WRITTEN REQUEST:
Reproduce the Phrase Detectives page word for word, starting at "About The Project" and stopping after "about the game...".

SUPPLIED PASSAGE:
▬▬▬▬▬▬▬▬▬▬

Top scorer of the monthYou are not in the top 3 of the leaderboard this month


Username
Password




Choose a username
Enter a password

Enter email (optional)






About The Project


Sick of the city, you need some perspective. You catch the red eye to England to find out more about the masterminds behind Phrase Detectives.

As they welcome you into their brighly lit University, you realise they aren't so shadowy after all.

More about the game...

The Phrase Detectives game has been developed as a fun way for people to collaborate in creating large linguistic resources that will be used to further language technology used on the Internet, in business and on home computers. It is an example of a "Game With A Purpose" or GWAP, where a gaming environment is used for completing tasks on a scale not possible in more traditional ways. The data collected from the game is compiled to create an annotated corpus (a collection of files that have been worked on enough by humans as to be useful for computational purposes). This methodology has been referred to as human computation or the Wisdom of the Crowds, where large groups of people collaboratively come up with good answers.

The original Phrase Detectives game was released in 2008 and collects collaborative anaphoric decisions from online volunteers. As of December 2018 the game has collected over 4 million examples of human language in the database submitted by 60000 players, a collaborative effort of over 9500 hours or 395 days. Exported data from the game shows that the combined answers of players gives a very high quality result.

Read more about the game in these articles:
Innovations Report
Science Daily
PhysOrg
CS4FN

Disagreements and Language Interpretation (DALI) Project

Natural language expressions are supposed to be unambiguous in context. Yet more and more examples of use of expressions that are ambiguous in context, yet felicitous and rhetorically unmarked, are emerging. In previous work, we demonstrated that ambiguity in anaphoric reference is ubiquitous, through the study of disagreements in annotation, that we pioneered in CL. Since then, additional cases of ambiguous anaphoric reference have been found; and similar findings have been made for other aspects of language interpretation, including wordsense disambiguation, and even part-of-speech tagging. Using the Phrase Detectives Game-With-A-Purpose to collect massive amounts of judgments online, we found that up to 30% of anaphoric expressions in our data are ambiguous. These findings raise a serious challenge for computational linguistics (CL), as assumptions about the existence of a single interpretation in context are built in the dominant methodology, that depends on a reliably annotated gold standard.

The goal of DALI is to tackle this fundamental issue of disagreements in interpretation by using computational methods for collecting and analysing such disagreements, some of which already exist but have never before been applied in linguistics on a large scale, some we will develop from scratch. First of all, we will develop more advanced games-with-a-purpose to collect massive amounts of data about anaphora from people playing a game.

▬▬▬▬▬▬▬▬▬▬

SUPPLIED INFORMATION:
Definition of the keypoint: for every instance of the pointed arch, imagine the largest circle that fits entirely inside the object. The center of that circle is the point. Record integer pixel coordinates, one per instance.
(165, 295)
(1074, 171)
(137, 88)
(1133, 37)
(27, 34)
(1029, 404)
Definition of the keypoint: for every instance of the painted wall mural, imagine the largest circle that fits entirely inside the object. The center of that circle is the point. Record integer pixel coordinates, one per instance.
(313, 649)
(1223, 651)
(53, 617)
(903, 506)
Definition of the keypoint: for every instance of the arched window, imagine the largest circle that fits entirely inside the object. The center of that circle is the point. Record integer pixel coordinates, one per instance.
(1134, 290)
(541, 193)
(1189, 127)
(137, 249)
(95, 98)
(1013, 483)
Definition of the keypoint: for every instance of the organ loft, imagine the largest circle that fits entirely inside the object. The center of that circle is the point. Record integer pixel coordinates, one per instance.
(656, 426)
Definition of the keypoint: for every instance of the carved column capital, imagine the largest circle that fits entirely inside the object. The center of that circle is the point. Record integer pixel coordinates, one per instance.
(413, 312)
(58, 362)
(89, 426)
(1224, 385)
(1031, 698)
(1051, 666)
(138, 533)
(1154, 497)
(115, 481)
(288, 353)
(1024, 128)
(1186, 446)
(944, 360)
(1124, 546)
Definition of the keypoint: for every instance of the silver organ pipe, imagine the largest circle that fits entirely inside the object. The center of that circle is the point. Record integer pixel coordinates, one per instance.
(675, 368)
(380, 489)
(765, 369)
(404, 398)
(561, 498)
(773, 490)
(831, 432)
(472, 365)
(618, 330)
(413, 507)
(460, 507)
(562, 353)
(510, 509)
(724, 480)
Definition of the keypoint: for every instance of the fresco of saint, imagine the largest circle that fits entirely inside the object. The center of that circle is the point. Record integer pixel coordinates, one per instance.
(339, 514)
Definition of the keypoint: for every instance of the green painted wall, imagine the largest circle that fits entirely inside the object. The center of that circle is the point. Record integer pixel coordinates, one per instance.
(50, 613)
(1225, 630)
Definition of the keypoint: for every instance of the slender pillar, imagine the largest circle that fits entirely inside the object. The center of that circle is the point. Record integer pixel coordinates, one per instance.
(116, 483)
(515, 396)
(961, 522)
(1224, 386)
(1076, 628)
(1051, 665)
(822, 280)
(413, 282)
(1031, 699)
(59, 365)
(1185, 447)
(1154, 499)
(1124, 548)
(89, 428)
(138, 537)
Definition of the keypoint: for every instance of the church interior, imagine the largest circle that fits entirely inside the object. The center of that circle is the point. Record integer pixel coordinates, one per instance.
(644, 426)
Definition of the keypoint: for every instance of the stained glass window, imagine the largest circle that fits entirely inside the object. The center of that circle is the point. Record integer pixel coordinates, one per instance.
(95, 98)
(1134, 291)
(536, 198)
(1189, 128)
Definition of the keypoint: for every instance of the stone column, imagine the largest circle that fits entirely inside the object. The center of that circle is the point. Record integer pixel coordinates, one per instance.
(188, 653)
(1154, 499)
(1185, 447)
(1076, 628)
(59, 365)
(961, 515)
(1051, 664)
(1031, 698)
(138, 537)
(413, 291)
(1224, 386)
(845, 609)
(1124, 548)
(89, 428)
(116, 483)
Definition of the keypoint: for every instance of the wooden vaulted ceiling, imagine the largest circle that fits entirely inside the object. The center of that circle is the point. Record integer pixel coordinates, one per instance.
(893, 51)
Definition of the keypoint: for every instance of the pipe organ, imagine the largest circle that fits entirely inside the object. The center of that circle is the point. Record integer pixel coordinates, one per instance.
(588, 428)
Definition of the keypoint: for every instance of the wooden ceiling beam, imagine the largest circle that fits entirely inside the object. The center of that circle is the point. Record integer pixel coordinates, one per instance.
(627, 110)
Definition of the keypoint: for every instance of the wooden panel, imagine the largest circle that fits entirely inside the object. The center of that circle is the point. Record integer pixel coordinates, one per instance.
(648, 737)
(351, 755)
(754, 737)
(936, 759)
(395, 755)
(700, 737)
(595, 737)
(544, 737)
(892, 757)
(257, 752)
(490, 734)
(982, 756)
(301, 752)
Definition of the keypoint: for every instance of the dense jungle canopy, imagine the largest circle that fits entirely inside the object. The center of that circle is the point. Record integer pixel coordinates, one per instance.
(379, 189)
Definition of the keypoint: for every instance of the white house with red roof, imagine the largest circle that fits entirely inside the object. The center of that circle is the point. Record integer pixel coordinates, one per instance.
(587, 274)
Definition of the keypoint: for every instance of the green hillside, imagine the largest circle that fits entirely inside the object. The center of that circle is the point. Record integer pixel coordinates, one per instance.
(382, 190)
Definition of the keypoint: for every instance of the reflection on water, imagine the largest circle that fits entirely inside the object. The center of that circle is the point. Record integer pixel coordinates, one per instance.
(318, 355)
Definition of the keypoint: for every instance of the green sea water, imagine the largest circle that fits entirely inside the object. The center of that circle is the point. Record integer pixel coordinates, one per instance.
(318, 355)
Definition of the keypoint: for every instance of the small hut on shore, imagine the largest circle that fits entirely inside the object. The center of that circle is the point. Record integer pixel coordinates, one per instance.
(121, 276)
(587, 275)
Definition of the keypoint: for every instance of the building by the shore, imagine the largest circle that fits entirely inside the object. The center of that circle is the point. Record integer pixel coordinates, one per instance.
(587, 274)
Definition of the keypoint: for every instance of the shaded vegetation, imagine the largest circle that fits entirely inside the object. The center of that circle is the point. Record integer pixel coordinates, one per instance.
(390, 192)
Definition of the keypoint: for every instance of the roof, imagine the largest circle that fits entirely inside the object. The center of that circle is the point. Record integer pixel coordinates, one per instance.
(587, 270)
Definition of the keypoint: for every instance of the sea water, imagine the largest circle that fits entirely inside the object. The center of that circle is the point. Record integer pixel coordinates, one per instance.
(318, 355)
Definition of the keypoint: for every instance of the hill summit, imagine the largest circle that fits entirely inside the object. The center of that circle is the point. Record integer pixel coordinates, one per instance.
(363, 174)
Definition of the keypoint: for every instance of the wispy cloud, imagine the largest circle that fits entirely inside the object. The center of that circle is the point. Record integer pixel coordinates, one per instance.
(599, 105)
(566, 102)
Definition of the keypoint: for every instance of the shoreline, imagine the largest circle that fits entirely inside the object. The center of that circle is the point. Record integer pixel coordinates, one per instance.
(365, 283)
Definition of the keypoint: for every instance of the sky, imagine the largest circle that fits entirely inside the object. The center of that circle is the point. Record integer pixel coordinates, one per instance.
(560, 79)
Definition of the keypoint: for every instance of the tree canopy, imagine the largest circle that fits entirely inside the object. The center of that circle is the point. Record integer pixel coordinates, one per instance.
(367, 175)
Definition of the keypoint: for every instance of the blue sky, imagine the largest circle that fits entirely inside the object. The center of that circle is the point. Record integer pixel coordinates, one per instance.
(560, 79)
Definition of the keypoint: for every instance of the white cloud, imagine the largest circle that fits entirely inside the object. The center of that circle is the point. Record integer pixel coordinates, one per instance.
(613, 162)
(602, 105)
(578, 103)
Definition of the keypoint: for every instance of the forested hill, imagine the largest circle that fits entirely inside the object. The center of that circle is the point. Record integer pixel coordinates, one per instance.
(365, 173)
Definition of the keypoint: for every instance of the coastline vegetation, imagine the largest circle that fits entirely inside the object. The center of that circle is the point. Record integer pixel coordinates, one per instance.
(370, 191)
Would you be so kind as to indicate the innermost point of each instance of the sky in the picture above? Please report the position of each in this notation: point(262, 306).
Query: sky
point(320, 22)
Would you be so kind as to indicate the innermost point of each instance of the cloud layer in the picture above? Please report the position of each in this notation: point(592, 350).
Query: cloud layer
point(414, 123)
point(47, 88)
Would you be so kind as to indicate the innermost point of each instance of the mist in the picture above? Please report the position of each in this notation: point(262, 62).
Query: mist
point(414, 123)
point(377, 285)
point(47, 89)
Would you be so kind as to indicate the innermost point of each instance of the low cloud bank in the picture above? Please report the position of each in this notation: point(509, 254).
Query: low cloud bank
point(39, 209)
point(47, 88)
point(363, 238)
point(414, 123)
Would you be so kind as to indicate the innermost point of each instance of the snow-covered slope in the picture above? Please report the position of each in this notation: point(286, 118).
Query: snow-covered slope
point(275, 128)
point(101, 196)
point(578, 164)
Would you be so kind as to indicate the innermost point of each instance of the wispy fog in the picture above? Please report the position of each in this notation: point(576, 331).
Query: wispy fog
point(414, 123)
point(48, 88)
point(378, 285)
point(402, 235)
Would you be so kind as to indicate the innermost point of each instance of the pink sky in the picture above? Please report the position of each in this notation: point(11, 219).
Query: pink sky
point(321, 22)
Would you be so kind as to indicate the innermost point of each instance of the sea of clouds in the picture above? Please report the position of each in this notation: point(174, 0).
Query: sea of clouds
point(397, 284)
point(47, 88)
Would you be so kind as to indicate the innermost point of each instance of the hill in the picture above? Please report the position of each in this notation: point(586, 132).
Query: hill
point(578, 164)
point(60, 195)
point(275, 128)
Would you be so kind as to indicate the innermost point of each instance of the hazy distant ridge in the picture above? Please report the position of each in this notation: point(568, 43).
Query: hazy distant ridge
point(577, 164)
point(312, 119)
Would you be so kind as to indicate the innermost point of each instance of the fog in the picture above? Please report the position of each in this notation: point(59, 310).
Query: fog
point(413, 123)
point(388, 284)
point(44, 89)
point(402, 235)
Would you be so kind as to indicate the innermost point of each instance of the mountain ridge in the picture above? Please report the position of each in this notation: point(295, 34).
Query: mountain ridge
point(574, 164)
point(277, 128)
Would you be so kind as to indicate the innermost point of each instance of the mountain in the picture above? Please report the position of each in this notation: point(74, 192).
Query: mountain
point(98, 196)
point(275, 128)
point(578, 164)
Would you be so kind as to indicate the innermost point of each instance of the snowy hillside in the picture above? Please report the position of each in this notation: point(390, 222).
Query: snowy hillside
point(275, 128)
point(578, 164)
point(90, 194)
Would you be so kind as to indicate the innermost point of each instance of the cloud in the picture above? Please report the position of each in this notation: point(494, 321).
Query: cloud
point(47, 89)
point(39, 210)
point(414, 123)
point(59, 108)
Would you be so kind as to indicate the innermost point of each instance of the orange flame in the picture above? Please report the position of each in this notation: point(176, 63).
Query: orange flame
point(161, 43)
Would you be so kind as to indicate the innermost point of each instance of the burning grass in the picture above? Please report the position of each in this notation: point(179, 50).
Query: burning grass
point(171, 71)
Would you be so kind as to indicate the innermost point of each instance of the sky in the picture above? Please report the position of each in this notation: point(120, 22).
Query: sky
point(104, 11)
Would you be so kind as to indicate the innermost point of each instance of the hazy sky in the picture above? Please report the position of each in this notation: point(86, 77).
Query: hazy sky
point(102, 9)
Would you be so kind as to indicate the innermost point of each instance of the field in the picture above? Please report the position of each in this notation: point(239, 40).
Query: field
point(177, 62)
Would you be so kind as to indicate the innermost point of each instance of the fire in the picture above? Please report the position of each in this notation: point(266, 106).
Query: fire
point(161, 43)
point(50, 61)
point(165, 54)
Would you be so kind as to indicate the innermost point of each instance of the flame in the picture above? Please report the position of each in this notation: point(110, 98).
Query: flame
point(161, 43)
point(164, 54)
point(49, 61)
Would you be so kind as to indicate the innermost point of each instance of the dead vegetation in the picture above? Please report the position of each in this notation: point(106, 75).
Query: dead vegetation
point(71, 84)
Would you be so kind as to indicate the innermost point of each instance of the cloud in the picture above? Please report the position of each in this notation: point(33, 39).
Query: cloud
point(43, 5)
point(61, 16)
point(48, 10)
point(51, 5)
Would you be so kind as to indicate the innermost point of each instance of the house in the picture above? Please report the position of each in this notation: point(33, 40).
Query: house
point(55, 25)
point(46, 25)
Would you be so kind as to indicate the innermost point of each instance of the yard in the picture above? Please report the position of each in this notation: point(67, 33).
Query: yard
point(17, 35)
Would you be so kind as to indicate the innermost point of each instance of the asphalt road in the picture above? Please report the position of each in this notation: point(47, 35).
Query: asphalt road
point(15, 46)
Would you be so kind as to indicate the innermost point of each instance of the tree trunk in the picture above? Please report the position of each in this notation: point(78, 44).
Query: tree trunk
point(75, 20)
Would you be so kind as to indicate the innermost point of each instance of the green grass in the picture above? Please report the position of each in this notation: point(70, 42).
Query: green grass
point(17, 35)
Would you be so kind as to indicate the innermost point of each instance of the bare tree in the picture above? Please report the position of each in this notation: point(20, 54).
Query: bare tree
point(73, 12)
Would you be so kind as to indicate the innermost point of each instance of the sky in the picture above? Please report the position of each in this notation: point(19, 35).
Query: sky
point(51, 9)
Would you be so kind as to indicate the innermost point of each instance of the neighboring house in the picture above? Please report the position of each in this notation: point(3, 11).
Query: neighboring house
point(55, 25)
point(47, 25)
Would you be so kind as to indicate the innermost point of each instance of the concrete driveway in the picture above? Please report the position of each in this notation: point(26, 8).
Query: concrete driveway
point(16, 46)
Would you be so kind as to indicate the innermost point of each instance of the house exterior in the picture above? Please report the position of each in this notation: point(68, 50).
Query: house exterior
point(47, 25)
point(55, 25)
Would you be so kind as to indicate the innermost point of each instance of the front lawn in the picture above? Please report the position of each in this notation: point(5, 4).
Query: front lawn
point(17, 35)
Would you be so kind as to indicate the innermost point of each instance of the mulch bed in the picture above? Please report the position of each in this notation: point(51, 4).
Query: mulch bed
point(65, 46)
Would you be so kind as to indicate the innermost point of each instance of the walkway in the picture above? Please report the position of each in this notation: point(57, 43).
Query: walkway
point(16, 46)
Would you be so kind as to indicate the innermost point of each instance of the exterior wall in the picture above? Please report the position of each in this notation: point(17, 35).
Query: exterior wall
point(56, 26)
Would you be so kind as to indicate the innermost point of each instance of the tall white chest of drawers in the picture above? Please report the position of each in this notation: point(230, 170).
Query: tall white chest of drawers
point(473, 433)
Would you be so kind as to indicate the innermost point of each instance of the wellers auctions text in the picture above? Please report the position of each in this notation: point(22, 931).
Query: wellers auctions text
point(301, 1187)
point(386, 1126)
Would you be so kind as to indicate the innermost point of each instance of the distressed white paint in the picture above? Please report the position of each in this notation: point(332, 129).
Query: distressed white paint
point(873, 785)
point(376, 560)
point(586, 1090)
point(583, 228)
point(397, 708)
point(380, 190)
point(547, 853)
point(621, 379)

▬▬▬▬▬▬▬▬▬▬

WRITTEN ANSWER:
About The Project


Sick of the city, you need some perspective. You catch the red eye to England to find out more about the masterminds behind Phrase Detectives.

As they welcome you into their brighly lit University, you realise they aren't so shadowy after all.

More about the game...